- **Written exercise**
Transcribe, word for word, the passage of the article on Ramzan Kadyrov from "Ramzan Kadyrov and" up to and including "the public eye.".

- **Page**
▼▼▼
Ramzan Kadyrov and the Chechen Political Landscape

The late President Akhmad Kadyrov insisted on drastic changes in arrangements that gave Russia control over what is one of the world’s most important petroleum centers. While the Chechen wars destroyed the republic’s three refineries, Chechnya had resumed oil extraction before Akhmad Kadyrov’s death. Because of its special chemical composition, Chechen oil is regarded as Russia’s best.


By Stephen R. Bowers | October 31, 2013
 

Ramzan Kadyrov, head of the Chechen RepublicKadyrov with President Vladimir Putin

In the 21st century, the pantheon of tyrants has reached proportions which are almost unimaginable by the standards of previous historical periods. It is not simply that there are so many in this era but, perhaps more notably, that today’s tyrants are both shameless and constantly in the public eye.

Saddam Hussein, Muammar Gaddafi, Idi Amin, and Nicolai Ceausescu are relics of the not so distant past, while Stalin and Hitler dominate the pages of World War Two era histories. Today’s headlines recount the brutality and venality of Assad, Putin, and Kim Jong-un.

Less noted, but no less notable, are the violent leaders in the North Caucasus, men such as Shamil Basayev, Doku Umarov, and Emir Khattab – not exactly household names. However, given his success in becoming a part of the contemporary Russian “establishment,” few can surpass the excesses of Ramzan Kadyrov, Hero of the Russian Federation and President of the Chechen Republic.

Ramzan Kadyrov’s ascendancy is the result of the arrangement his father, Akhmad Kadyrov, made with President Vladimir Putin to end his participation in the Chechen resistance to Russia and become Putin’s primary representative in the devastated republic. Not surprisingly, there was a reaction against the elder Kadyrov, who was killed in an attack by his former allies. Ramzan Kadyrov soon replaced his father and assumed a colorful presence that rivals that of Putin himself. That his violent reach extended beyond Chechnya was demonstrated in Moscow by the 2008 murder of Ruslan Yamadayev, a former Chechen MP who was his only significant rival. The next year, human rights advocate Arbi Khachukayev, who had fled to Moscow, was abducted and spirited to Grozny for interrogation. Chechen exile Umar Israilov was shot dead on a street in Vienna and other Kadyrov critics, such as the well-known Chechen activist Amr Azzam, who was killed in Egypt in August 2013, have suffered similar fates.
▲▲▲
- **Dataset excerpts**
▼▼▼
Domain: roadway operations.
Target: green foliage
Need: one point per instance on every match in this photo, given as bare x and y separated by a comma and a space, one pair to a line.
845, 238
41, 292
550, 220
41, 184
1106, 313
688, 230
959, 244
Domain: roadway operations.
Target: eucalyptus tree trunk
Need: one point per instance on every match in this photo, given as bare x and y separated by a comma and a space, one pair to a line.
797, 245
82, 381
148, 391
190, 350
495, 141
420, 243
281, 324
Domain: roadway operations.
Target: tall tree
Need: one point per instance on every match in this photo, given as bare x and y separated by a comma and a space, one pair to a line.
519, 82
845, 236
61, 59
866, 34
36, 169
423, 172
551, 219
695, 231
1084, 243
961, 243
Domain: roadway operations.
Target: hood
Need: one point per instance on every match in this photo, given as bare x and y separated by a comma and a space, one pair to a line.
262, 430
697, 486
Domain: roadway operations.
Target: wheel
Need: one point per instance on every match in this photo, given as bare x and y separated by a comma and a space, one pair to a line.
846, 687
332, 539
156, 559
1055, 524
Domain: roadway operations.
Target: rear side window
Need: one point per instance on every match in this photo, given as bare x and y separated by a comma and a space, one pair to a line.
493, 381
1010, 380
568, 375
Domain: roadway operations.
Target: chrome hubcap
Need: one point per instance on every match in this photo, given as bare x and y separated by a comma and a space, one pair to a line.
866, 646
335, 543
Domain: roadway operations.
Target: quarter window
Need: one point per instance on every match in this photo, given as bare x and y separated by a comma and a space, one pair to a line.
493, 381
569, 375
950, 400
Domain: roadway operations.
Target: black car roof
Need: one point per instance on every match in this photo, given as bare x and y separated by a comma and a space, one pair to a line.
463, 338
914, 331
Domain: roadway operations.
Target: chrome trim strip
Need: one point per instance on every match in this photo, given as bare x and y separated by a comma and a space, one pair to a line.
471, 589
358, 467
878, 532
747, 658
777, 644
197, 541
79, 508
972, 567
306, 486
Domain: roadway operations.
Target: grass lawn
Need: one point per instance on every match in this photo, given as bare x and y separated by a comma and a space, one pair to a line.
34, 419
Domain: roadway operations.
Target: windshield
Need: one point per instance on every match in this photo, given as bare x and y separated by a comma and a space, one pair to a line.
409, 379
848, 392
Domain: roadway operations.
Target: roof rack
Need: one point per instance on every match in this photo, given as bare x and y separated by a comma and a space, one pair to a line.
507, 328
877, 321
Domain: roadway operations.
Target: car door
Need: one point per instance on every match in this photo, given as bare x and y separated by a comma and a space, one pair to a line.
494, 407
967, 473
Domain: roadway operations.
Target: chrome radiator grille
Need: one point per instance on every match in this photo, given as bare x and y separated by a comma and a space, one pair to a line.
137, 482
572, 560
▲▲▲
- **Response to the task**
Ramzan Kadyrov and the Chechen Political Landscape

The late President Akhmad Kadyrov insisted on drastic changes in arrangements that gave Russia control over what is one of the world’s most important petroleum centers. While the Chechen wars destroyed the republic’s three refineries, Chechnya had resumed oil extraction before Akhmad Kadyrov’s death. Because of its special chemical composition, Chechen oil is regarded as Russia’s best.


By Stephen R. Bowers | October 31, 2013
 

Ramzan Kadyrov, head of the Chechen RepublicKadyrov with President Vladimir Putin

In the 21st century, the pantheon of tyrants has reached proportions which are almost unimaginable by the standards of previous historical periods. It is not simply that there are so many in this era but, perhaps more notably, that today’s tyrants are both shameless and constantly in the public eye.